### GIVEN PROBLEM:
Pull out each line of the data below that contains the word "roof", and list those lines.

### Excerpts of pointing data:
>> Start
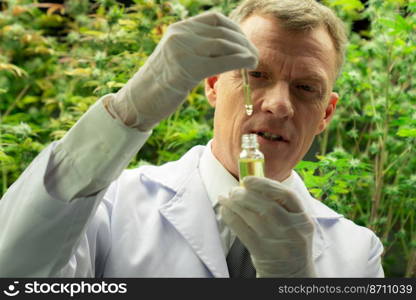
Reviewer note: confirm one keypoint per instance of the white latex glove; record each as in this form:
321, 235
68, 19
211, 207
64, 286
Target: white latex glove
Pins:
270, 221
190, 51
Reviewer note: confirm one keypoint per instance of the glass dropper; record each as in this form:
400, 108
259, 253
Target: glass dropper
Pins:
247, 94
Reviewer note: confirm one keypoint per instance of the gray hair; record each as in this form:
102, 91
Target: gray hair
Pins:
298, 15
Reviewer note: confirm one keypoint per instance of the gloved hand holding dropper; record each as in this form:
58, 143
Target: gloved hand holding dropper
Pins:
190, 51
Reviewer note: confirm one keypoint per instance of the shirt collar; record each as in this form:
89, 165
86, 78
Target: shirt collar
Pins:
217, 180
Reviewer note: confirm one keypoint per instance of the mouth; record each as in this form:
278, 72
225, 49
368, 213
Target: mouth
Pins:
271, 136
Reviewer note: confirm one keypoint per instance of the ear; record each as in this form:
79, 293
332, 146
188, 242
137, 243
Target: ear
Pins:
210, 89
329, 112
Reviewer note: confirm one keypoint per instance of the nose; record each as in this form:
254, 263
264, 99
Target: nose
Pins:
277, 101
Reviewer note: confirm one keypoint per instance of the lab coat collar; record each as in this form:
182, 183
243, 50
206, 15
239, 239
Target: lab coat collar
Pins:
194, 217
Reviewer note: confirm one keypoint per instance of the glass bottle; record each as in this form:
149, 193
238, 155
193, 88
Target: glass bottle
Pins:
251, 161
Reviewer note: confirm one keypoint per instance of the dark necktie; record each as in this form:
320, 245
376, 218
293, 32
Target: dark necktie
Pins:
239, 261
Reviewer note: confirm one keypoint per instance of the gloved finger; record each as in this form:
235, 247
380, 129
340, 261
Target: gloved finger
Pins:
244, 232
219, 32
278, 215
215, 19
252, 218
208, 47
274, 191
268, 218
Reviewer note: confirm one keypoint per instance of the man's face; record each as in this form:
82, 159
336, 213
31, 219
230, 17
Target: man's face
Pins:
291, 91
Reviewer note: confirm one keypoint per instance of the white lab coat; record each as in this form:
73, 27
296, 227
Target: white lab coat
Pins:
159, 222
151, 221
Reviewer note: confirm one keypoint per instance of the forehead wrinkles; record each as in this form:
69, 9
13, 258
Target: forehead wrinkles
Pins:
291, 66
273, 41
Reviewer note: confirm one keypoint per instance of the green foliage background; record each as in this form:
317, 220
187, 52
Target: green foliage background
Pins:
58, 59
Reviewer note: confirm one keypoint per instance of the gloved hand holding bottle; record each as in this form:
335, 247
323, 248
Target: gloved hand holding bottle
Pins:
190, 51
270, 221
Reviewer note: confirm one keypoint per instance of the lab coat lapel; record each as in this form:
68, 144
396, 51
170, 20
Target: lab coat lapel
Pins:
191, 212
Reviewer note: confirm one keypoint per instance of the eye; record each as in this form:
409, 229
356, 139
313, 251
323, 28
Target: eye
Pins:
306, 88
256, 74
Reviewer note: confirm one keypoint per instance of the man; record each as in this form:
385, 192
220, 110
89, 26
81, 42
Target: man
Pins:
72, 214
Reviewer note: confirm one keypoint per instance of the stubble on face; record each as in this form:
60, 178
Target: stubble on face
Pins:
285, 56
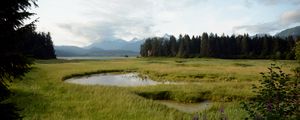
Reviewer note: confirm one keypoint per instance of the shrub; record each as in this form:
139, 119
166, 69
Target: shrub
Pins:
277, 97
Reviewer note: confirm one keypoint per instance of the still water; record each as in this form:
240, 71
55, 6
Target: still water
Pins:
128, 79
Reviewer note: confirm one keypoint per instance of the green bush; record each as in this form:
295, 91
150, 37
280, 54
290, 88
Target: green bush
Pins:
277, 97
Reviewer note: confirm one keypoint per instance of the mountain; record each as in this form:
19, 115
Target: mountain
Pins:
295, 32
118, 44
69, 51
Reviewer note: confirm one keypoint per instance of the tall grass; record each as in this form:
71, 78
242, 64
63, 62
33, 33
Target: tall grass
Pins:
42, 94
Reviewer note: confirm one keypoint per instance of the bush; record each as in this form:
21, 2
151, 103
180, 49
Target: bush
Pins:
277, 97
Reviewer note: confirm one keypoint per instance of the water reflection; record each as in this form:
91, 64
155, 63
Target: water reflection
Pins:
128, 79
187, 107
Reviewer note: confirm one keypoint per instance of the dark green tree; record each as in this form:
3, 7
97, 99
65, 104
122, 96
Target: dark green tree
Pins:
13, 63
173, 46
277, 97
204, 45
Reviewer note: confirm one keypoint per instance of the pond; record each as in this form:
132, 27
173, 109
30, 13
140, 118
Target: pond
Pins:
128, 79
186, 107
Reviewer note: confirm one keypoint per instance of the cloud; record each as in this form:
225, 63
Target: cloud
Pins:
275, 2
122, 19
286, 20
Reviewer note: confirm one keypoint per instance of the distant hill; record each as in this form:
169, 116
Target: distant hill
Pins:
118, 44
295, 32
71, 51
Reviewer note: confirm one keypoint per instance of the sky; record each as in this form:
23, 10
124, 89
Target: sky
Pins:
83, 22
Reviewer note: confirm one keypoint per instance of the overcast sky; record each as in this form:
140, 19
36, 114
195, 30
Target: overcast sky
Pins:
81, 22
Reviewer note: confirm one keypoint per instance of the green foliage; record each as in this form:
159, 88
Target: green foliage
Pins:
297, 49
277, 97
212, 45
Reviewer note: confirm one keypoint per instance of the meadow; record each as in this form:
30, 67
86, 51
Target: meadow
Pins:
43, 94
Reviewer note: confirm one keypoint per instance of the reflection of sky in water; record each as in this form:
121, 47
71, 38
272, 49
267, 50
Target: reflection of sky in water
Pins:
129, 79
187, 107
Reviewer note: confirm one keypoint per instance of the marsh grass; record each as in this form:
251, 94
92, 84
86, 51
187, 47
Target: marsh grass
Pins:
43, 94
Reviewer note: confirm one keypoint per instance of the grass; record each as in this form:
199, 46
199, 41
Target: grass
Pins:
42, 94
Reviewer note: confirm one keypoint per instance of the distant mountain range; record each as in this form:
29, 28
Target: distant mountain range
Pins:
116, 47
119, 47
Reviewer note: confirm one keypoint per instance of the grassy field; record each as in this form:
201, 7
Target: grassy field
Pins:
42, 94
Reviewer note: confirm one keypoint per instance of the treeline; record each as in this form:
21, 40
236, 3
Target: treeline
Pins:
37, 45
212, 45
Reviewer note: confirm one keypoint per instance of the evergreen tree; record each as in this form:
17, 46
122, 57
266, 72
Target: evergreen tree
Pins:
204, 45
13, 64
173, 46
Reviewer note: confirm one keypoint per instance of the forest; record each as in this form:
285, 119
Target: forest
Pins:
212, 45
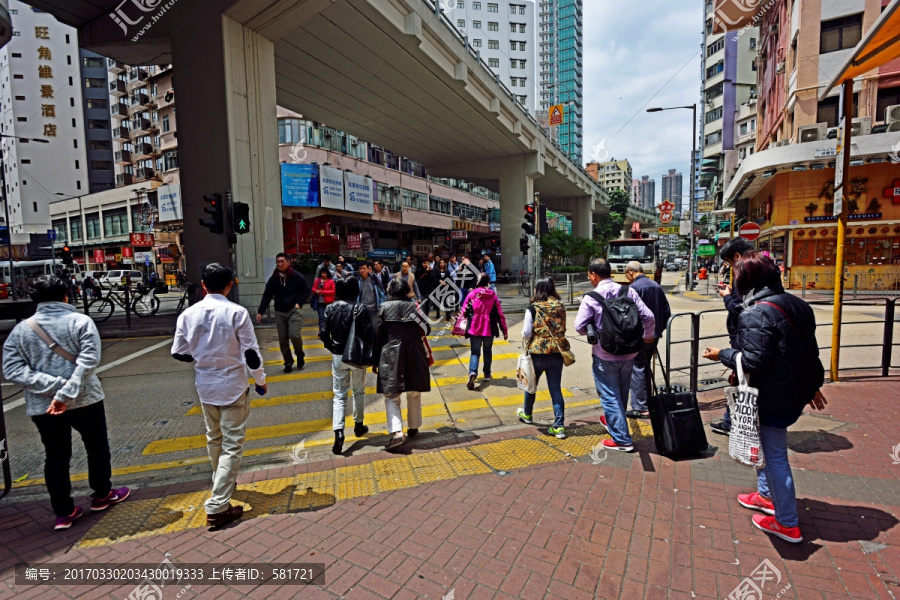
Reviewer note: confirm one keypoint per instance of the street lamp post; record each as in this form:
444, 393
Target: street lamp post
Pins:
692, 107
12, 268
>> End
>> Start
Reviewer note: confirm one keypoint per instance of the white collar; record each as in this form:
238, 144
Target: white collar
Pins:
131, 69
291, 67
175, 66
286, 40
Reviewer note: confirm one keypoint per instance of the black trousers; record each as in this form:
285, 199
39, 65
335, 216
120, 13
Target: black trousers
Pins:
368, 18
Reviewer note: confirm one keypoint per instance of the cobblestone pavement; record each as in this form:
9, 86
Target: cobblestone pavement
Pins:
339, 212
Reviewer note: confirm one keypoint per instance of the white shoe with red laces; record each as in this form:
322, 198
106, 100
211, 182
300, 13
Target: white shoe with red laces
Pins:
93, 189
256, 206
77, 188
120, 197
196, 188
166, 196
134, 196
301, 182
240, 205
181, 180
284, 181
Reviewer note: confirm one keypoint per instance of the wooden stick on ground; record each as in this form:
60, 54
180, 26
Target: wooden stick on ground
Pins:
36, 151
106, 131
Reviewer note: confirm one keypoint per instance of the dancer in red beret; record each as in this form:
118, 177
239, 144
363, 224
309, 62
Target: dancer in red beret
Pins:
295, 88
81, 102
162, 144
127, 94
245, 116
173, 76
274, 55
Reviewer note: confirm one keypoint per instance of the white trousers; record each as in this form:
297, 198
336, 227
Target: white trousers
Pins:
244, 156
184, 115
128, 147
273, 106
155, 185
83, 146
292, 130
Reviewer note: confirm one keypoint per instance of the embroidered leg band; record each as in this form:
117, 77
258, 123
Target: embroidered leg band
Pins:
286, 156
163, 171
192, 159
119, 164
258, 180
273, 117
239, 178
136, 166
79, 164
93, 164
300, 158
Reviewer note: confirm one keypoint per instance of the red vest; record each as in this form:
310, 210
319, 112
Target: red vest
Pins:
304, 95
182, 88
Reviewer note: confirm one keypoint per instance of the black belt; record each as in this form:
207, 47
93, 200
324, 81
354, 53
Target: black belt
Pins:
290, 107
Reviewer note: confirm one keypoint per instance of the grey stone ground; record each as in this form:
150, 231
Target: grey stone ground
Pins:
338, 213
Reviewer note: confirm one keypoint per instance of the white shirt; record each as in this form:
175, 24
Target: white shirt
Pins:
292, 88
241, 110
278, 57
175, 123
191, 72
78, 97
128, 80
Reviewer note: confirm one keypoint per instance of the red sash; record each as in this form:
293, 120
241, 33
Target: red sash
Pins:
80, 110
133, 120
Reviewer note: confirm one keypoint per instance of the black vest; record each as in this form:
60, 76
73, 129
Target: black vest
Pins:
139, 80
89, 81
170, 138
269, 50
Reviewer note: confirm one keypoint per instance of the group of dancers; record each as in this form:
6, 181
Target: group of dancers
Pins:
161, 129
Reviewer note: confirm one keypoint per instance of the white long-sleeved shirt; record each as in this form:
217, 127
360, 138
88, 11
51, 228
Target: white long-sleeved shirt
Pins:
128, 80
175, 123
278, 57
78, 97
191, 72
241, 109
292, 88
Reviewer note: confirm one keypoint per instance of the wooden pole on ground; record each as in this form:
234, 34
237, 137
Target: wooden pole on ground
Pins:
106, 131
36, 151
>> End
>> Start
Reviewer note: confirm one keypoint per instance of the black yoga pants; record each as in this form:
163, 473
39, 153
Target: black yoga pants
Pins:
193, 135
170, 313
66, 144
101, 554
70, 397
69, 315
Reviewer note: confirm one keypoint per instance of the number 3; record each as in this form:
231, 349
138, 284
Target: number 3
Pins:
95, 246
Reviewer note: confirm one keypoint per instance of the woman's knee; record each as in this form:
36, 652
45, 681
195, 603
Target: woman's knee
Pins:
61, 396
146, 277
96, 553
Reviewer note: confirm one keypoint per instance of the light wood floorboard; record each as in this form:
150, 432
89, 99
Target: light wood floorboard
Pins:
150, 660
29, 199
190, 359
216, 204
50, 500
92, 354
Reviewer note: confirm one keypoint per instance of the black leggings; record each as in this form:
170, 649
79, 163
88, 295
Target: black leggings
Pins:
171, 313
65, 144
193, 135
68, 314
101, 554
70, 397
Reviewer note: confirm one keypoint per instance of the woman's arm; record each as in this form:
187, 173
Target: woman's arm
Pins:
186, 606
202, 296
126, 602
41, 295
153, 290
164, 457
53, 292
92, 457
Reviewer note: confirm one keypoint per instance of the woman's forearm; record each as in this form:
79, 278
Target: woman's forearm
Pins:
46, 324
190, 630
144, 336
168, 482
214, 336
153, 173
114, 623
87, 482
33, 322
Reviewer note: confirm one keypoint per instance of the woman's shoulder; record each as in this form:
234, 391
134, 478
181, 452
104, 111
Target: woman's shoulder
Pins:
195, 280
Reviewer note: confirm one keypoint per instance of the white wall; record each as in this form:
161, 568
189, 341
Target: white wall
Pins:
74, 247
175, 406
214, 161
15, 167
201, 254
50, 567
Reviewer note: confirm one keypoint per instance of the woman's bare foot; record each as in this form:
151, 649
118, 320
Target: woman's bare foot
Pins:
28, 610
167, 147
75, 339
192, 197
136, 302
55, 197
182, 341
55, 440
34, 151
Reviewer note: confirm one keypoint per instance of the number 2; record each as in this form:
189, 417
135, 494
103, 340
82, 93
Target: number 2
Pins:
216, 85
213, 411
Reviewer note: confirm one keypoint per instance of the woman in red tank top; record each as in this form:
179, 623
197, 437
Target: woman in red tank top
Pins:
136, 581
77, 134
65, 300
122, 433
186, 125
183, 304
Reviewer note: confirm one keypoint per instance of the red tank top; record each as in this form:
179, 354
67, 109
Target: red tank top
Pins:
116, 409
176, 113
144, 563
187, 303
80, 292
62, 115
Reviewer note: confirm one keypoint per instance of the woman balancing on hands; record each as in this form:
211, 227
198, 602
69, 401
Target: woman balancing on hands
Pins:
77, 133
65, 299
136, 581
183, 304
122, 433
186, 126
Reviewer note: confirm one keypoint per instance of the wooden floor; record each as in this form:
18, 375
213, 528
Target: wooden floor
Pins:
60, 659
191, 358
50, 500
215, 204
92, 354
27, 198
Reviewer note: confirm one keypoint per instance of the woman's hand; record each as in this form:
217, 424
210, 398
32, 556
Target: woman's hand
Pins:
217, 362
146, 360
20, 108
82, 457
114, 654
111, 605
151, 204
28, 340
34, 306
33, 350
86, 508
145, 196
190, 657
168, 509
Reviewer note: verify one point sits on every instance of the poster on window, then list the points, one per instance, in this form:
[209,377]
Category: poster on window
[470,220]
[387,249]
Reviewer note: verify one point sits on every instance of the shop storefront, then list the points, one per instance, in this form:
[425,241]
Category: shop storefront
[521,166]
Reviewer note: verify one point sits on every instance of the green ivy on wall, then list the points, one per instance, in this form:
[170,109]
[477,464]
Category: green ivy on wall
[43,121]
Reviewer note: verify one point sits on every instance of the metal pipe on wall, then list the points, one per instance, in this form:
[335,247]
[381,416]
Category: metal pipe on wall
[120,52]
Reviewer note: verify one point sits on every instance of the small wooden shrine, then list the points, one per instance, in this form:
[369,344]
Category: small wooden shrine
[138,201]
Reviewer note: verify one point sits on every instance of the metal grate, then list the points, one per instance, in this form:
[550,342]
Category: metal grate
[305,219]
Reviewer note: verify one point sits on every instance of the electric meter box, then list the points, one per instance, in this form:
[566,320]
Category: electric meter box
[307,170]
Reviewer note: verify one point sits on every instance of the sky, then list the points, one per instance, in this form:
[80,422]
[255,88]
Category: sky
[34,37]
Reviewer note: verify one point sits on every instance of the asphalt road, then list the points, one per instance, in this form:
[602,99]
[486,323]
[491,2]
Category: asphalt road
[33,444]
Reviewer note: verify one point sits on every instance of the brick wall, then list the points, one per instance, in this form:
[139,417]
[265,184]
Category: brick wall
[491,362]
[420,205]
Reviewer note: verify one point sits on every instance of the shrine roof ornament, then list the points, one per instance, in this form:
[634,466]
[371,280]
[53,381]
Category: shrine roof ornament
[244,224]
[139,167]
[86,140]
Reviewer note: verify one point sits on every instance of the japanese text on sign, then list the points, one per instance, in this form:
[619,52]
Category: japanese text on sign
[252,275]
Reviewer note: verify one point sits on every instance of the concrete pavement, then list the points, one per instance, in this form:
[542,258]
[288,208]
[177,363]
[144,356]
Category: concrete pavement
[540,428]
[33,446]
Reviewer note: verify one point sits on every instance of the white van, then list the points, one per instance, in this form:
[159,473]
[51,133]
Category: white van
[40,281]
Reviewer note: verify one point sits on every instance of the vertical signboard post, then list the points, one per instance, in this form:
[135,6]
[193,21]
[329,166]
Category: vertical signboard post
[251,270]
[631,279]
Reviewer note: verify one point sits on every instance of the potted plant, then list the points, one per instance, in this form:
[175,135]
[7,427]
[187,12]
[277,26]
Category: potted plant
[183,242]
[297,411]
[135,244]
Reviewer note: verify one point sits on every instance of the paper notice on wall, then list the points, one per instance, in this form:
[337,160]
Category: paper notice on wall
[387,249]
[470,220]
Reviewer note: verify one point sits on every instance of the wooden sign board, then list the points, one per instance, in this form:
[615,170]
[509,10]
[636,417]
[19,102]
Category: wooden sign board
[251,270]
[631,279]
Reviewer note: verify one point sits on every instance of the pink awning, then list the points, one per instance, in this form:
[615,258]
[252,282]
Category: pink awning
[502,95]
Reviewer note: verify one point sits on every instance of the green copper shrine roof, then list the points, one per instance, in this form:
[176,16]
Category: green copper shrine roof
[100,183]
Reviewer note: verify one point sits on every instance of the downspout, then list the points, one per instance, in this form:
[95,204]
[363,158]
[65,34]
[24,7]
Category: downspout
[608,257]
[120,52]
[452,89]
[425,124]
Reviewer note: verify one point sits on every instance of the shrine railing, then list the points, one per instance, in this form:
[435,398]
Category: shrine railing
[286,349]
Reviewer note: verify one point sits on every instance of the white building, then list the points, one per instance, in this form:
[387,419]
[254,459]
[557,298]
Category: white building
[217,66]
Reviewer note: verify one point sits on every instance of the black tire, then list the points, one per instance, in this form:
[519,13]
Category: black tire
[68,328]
>> End
### RESULT BELOW:
Reviewer note: verify one point sits on every instance of the shrine roof ornament, then list the points, one per instance, in this form:
Category: shrine roof ornament
Reviewer note: verify one point sits on every instance of the green copper shrine roof, then list the points, one per instance, in this form:
Category: green copper shrine roof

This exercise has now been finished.